Find every line in the records that contains the string "gray" and copy each one out in full. Matching is case-sensitive.
■ ■ ■ ■ ■ ■ ■
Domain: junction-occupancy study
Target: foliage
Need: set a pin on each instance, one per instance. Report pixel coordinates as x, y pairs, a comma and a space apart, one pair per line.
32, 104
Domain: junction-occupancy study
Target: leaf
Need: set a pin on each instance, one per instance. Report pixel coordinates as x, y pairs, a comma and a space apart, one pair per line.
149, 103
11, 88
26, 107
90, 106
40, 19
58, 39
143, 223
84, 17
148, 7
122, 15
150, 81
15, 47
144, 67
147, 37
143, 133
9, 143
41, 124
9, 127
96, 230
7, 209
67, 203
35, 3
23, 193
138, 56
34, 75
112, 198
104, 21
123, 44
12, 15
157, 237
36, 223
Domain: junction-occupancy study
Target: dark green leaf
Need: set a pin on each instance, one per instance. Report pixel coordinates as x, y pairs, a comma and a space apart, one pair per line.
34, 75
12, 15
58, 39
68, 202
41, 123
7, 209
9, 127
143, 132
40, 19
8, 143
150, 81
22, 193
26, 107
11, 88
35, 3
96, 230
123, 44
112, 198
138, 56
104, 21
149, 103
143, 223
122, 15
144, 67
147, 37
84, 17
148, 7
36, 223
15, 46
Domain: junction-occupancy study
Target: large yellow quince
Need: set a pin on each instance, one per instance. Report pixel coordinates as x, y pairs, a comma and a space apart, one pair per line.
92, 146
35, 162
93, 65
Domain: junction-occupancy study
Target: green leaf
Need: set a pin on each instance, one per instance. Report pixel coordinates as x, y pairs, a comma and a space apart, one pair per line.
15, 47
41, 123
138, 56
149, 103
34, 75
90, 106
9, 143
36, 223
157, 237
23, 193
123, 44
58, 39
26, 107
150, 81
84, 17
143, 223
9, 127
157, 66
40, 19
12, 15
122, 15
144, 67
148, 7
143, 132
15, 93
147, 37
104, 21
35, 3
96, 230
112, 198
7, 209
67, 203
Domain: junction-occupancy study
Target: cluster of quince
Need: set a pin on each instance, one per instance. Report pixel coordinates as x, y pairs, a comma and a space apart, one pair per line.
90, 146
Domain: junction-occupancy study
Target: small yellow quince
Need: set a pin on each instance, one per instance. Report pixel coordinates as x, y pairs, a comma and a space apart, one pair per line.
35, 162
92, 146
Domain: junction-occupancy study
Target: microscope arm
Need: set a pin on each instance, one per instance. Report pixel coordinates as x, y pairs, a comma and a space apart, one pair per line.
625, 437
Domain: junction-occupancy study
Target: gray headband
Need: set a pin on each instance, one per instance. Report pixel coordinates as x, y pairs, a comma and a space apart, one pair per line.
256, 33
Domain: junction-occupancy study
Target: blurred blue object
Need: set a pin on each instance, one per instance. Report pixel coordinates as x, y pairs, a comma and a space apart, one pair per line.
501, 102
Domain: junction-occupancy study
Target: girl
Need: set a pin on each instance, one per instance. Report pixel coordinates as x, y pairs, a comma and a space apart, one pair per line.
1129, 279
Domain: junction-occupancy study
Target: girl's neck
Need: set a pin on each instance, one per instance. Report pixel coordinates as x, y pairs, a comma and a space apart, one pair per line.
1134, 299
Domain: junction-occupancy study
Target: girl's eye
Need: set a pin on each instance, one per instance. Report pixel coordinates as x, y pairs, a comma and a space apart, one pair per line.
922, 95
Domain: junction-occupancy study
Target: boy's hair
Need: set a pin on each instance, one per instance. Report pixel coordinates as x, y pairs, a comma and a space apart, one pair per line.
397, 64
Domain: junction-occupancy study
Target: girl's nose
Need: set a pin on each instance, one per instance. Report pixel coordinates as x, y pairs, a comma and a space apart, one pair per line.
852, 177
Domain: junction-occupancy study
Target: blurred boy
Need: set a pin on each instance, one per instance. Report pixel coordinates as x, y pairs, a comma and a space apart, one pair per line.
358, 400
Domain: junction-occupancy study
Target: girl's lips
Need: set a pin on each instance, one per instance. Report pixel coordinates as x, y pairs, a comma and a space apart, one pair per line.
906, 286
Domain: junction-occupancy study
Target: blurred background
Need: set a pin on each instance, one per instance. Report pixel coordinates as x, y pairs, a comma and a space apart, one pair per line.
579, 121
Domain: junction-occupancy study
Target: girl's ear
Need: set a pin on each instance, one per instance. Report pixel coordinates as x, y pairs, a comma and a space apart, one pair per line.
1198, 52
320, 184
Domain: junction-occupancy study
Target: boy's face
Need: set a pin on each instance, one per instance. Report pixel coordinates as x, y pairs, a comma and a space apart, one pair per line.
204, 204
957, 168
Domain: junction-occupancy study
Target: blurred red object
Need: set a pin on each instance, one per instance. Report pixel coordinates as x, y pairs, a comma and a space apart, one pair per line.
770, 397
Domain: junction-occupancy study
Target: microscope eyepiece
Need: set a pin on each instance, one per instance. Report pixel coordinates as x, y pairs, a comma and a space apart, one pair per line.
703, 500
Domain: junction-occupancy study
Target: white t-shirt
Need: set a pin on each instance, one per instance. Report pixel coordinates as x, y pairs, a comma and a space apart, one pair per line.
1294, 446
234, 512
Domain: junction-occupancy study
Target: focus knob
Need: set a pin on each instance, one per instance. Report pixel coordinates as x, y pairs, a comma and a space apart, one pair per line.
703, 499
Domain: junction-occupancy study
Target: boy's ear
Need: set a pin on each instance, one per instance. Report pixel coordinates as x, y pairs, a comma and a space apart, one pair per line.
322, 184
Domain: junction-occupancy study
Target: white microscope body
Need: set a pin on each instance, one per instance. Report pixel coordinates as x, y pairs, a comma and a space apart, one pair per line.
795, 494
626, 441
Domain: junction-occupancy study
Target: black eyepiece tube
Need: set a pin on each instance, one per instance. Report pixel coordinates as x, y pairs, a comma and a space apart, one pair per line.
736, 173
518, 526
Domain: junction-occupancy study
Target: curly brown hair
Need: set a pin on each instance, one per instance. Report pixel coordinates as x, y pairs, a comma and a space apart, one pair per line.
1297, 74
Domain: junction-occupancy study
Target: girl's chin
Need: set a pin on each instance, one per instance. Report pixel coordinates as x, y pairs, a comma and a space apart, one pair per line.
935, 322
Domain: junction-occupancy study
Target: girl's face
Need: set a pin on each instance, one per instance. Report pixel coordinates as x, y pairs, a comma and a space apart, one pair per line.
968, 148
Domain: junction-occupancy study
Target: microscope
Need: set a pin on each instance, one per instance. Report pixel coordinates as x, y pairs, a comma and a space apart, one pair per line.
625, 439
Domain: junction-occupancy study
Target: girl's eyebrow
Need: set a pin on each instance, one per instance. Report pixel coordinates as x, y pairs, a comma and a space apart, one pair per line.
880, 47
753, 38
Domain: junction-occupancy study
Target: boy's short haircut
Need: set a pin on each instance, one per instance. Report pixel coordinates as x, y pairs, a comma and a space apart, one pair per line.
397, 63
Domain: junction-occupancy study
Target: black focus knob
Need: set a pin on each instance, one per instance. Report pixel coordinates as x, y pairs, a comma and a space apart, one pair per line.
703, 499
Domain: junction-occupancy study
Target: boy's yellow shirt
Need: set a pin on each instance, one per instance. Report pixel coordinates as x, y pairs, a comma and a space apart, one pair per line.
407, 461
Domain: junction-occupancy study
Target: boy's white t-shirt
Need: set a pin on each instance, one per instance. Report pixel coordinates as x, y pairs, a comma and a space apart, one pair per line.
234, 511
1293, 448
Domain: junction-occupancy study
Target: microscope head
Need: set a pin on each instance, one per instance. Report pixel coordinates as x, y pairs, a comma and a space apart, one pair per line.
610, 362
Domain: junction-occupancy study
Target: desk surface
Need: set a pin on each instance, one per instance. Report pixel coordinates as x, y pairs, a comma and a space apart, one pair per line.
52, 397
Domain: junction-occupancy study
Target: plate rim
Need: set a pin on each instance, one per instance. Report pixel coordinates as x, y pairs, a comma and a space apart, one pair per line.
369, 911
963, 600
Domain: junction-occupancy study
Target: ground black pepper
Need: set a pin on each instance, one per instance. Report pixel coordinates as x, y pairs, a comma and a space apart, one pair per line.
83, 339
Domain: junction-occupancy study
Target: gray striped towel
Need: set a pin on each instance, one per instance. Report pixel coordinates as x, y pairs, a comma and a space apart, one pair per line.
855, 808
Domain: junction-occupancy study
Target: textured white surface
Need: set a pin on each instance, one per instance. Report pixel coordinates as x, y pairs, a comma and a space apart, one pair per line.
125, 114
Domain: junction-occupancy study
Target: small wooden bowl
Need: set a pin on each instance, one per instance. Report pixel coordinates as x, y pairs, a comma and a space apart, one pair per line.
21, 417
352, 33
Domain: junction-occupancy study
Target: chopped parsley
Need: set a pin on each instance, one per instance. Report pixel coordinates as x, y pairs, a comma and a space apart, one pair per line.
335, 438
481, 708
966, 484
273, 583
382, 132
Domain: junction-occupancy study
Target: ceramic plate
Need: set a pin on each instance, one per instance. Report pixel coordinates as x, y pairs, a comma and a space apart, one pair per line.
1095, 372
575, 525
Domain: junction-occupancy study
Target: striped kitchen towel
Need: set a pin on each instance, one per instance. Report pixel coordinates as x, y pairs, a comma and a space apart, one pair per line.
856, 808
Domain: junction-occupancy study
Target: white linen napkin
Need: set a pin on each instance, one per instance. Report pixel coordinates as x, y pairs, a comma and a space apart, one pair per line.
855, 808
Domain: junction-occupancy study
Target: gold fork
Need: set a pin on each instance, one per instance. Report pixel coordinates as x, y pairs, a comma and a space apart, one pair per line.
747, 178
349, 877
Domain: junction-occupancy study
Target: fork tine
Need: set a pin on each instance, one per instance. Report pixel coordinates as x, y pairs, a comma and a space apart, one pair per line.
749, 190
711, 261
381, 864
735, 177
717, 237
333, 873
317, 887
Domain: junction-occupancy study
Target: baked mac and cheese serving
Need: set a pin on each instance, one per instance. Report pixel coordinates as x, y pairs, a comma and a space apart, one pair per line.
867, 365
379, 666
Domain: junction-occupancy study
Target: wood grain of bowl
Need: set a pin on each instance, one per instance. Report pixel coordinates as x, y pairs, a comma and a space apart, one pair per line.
■ ■ ■ ■ ■ ■ ■
Reply:
Target: gray headband
Target: gray striped towel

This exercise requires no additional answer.